## [EXTRACTED RECORDS]

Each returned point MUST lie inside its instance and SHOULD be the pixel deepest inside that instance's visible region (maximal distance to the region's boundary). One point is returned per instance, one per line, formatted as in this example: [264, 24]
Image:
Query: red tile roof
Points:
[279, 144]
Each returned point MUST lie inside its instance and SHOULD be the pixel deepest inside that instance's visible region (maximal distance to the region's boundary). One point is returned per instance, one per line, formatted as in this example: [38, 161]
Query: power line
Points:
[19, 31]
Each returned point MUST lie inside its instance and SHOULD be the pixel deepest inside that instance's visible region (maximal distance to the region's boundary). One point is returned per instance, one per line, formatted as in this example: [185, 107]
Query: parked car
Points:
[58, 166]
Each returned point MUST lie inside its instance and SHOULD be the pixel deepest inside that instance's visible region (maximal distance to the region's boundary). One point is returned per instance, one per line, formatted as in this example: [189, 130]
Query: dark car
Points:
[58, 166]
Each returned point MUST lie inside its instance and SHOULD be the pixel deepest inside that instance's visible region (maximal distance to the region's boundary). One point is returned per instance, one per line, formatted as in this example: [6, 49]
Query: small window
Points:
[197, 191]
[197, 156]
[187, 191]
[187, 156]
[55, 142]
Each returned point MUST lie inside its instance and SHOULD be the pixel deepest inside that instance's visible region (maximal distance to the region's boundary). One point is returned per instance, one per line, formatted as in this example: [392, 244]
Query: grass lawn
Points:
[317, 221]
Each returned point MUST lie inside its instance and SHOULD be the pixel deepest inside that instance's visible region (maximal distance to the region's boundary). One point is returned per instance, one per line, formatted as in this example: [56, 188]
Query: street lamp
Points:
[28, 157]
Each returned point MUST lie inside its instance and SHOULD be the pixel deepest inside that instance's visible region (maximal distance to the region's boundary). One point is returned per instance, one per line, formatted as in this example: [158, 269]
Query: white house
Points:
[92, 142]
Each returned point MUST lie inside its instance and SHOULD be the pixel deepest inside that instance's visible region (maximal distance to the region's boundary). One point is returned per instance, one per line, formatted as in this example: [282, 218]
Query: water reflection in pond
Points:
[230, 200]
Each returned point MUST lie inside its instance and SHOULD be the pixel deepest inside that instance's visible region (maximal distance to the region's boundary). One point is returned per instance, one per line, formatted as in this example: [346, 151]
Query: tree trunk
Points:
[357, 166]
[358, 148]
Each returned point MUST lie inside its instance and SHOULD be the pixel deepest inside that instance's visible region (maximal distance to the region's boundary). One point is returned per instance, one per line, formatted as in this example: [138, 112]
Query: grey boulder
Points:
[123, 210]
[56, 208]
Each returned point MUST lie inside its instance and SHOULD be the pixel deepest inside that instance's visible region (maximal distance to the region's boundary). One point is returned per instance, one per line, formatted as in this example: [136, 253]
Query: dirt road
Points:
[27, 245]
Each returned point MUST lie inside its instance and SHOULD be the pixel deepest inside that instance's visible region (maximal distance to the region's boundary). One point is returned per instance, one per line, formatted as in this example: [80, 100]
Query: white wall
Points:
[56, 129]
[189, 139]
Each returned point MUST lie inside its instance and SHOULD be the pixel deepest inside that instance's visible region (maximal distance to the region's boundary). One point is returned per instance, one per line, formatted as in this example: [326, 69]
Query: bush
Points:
---
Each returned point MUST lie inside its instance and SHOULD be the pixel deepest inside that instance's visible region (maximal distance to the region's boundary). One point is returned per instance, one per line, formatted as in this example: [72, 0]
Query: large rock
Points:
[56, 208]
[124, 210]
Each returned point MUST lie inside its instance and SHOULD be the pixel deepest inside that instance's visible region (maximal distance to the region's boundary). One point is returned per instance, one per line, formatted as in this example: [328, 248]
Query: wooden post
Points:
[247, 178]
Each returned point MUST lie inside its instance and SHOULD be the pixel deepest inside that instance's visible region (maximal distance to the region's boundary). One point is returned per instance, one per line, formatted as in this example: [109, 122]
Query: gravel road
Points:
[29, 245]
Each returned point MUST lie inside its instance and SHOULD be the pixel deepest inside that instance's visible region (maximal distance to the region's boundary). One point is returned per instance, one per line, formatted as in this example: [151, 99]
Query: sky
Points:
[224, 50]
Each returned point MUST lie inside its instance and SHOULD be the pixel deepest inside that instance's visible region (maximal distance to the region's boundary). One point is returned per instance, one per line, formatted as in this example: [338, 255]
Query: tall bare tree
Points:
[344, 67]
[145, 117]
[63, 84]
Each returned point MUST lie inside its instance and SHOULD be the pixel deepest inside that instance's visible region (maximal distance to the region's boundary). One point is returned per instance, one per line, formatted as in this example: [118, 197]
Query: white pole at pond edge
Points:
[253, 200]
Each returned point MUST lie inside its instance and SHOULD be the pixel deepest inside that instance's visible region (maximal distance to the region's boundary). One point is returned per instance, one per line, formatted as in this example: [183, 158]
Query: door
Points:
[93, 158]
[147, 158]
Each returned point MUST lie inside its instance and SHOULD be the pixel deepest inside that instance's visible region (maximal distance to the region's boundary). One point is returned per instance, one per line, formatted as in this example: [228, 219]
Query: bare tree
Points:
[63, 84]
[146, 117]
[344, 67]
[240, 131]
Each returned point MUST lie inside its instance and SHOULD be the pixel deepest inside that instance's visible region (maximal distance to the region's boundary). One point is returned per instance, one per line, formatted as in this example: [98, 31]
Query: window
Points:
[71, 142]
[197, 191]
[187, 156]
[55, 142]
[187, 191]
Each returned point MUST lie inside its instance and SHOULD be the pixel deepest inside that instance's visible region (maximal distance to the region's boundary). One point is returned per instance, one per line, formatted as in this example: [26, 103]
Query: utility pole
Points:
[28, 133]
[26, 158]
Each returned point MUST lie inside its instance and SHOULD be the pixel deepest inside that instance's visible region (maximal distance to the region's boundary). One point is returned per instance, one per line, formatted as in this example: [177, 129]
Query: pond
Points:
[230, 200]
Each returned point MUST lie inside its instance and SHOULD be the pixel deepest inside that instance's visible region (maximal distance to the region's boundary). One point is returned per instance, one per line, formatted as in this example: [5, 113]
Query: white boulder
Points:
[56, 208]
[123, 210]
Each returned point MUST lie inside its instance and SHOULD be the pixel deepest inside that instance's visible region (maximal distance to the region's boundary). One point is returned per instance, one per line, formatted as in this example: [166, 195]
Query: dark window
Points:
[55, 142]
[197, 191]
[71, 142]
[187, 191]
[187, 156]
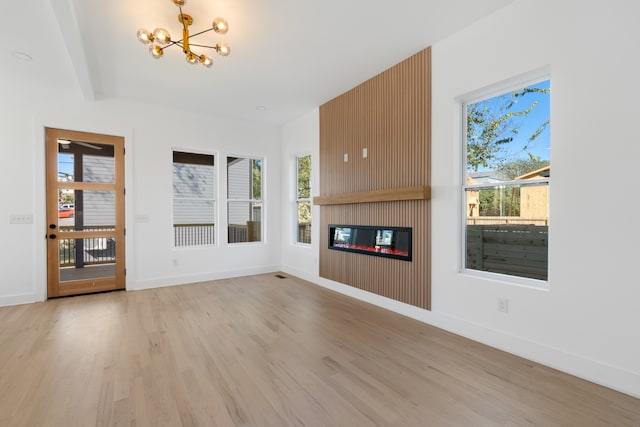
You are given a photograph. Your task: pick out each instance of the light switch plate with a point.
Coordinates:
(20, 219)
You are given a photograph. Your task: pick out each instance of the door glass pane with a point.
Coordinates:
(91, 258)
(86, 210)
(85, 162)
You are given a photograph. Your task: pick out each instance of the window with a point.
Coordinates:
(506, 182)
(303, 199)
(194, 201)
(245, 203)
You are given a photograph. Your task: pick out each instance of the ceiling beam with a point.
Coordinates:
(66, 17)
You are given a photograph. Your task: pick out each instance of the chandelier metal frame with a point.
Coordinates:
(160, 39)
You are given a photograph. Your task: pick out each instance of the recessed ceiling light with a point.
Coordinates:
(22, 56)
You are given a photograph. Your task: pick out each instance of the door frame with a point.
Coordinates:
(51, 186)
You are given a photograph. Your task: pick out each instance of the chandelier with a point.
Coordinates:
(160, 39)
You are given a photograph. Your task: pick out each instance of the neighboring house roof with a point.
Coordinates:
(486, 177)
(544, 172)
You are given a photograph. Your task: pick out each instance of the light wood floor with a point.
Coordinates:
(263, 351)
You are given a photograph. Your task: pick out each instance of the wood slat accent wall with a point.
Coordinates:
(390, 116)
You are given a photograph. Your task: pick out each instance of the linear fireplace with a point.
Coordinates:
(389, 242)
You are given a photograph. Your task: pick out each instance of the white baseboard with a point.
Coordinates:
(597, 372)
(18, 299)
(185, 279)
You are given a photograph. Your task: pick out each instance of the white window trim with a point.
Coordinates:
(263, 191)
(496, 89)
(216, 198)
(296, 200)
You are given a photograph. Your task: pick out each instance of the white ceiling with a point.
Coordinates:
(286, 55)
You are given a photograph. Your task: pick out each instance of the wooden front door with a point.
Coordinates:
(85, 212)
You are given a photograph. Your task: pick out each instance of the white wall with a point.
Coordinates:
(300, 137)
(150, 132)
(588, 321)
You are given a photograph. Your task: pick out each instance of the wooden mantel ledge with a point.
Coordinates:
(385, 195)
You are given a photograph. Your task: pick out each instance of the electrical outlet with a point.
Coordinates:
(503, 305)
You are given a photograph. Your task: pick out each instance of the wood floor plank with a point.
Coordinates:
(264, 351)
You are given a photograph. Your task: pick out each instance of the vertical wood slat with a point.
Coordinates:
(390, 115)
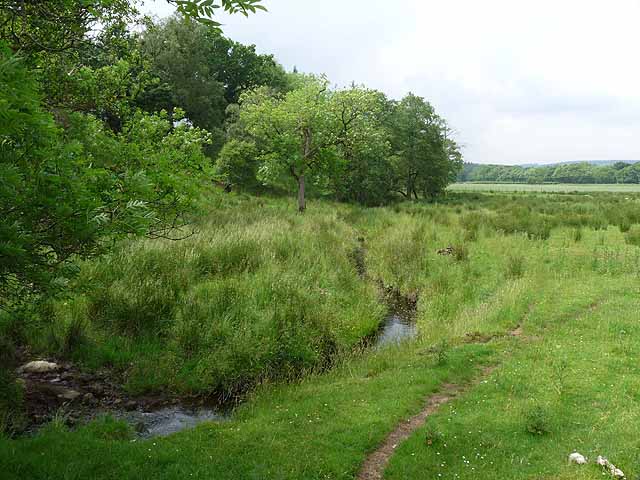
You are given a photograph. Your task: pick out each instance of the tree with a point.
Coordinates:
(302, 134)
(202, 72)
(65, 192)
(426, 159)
---
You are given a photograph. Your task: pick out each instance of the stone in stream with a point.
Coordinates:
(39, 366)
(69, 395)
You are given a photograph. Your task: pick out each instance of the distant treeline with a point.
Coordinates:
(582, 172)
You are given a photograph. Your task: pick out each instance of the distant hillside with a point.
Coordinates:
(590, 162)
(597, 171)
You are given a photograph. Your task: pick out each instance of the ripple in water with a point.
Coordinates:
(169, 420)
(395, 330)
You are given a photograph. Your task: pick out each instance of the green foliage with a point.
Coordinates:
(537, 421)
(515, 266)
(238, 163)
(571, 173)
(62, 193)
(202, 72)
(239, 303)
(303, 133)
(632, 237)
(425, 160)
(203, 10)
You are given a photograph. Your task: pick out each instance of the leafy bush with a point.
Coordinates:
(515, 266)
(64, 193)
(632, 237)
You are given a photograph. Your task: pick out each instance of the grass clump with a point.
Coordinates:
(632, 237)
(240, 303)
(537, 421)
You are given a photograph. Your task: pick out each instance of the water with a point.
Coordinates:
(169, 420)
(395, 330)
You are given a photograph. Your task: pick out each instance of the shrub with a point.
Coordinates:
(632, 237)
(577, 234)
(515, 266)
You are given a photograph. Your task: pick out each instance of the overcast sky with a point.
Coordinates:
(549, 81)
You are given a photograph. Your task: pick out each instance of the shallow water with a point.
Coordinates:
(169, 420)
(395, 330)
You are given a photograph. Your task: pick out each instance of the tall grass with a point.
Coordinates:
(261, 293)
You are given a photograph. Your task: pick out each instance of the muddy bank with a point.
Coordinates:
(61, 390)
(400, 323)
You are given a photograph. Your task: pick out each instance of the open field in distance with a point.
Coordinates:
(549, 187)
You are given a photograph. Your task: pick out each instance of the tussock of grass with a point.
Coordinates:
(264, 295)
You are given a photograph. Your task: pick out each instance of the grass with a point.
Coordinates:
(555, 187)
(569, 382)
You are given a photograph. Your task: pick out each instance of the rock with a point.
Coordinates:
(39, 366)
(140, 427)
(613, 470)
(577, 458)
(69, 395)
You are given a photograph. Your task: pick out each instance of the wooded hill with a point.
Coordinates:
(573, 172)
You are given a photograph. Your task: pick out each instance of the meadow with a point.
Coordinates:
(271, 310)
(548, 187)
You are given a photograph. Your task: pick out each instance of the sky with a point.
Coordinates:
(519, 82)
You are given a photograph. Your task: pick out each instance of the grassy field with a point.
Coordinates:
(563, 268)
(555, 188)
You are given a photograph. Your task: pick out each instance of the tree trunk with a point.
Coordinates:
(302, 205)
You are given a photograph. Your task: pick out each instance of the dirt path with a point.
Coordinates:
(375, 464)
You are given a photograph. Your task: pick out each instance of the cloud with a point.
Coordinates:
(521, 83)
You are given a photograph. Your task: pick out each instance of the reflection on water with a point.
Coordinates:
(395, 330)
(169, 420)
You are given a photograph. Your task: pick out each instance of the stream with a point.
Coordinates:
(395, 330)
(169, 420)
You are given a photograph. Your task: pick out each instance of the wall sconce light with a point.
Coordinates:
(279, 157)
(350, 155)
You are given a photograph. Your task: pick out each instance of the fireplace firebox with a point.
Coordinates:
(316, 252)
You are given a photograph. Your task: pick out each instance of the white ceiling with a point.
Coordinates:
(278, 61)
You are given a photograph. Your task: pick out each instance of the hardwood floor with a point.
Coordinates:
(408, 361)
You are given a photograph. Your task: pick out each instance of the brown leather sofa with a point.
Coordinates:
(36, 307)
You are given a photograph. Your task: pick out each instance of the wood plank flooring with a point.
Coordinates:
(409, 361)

## [EXERCISE TASK]
Find each line in the records above that contains the word "bare" and copy those lines.

## [TASK SOLUTION]
Query: tall bare tree
Query: bare tree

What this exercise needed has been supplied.